- Opinion
- 05 May 11
An extraordinary document – an open letter to the President of the United States of America – was hand-delivered to Hot Press on Monday last.
So you finally found me. Thank you, Mr.President. Thank you so much. It was time for me to go. I just needed to do it in the right way. I needed to do it in style. And you helped me to achieve that. Two bullets to the brain, administered by the army of the infidel. What more could a mere servant of Allah ask for? I am happy now. Allahu akbar...
God knows – both your God and mine Mr. President – that things had been tough for me. Why he allowed my kidneys to malfunction in the way that he did I will never know, though I suspect it may have been as a punishment for some of the excesses of my youth. I will not go into those here, for why should I give succour to the enemies of Islam who might point to them and say: ‘What a hypocrite!’ But I was no more a hypocrite than you Mr. President of the United States of America. I, after all, never preached peace and love! Or equality! Not that it matters. Individuals don’t count. You might not have realised that, Mr. American President, but it is true. What is that old hippy song? You know the one. “We are stardust,” it goes. “We are golden. And we’ve got to get ourselves back to the garden.” It is all God’s plan. Or as the Irish like to say: ‘Our day will come!’
I liked that song when I heard it first and I still do. I know it was naïve. I know it was written by a foolish, blond, sexually promiscuous Western girl from Canada. But I’ll be honest: I couldn’t help myself liking some of that music when I was younger. The Doors! Rama lama! If I had been born twenty years earlier, I might even have been a guru to some of these rock stars. Imagine what we might have achieved then! But, to be serious for a minute, there was a time when I felt that there might have been something in it. ‘Woodstock’. That song haunted me. I’ll never forget the words, I really won’t. “And I dreamed I saw the bombers/ Riding shotgun in the sky/ And they were turning into butterflies/ Above our nation.”
What a lovely image that is. And what a pity that it didn’t happen that way, Mr. President. We’d all have been saved immeasurable grief. You and I both have done things that we regretted. I know that. You know it too. I sent those planes to America to show your predecessor, that despicable little runt George W. Bush, what it was like having terror rain down from the skies. Of course, our young men were in paradise from the moment the planes smashed into the Twin Towers. I am happy for them. But it would be a lie to say that I felt good about all of that in the long run. I have had bad dreams Mr. President. Bodies falling from the sky. People on fire. All around me rage and grief. And then me falling from the sky. Into the abyss. I’d waken up in a cold sweat, wishing that it had been for real, wishing that I had perished too. You must have that dream sometimes, Mr. President. Come on, I know you do.

**Problem A**
Copy the open letter word for word, starting at "So you finally" and ending at "now. Allahu akbar...".

**Data for processing**
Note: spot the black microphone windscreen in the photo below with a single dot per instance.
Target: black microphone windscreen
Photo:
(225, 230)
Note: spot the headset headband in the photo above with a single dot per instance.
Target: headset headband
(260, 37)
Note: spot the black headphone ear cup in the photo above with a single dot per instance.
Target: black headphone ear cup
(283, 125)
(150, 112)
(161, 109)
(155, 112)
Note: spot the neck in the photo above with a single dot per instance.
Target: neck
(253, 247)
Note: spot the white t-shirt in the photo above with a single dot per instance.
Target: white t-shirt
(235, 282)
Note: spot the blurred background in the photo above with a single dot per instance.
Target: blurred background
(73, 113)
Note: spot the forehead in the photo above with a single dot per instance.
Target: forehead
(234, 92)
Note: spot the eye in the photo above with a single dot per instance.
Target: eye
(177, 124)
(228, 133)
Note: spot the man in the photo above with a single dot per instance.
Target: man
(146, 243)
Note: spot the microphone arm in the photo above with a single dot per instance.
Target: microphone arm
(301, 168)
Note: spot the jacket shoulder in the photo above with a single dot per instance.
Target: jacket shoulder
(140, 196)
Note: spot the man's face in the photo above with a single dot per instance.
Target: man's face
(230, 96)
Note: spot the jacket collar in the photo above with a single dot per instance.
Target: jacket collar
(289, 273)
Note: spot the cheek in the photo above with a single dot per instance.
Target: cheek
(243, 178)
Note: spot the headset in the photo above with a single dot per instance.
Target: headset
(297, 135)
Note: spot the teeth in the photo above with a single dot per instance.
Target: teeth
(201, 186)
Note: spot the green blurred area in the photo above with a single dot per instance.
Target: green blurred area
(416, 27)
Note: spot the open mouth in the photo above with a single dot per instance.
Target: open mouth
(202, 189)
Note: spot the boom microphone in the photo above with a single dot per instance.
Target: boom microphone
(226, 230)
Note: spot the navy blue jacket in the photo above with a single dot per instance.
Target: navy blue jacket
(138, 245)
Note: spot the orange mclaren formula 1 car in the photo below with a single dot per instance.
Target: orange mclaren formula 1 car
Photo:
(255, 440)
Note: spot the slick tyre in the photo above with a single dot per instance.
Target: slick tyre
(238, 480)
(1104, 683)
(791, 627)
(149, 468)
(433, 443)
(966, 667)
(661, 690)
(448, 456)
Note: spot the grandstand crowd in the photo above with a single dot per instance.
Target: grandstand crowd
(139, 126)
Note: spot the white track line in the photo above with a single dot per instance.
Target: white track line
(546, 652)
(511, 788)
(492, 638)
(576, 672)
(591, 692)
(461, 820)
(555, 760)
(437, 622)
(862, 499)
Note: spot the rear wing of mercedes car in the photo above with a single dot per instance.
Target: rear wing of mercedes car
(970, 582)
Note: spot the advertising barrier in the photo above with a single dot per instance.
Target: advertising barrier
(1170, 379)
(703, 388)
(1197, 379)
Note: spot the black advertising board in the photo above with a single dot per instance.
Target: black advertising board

**Problem B**
Collect every line of the records that contains the string "mouth", matching case exactly.

**Exercise answer A**
So you finally found me. Thank you, Mr.President. Thank you so much. It was time for me to go. I just needed to do it in the right way. I needed to do it in style. And you helped me to achieve that. Two bullets to the brain, administered by the army of the infidel. What more could a mere servant of Allah ask for? I am happy now. Allahu akbar...

**Exercise answer B**
Note: spot the open mouth in the photo above with a single dot per instance.
Target: open mouth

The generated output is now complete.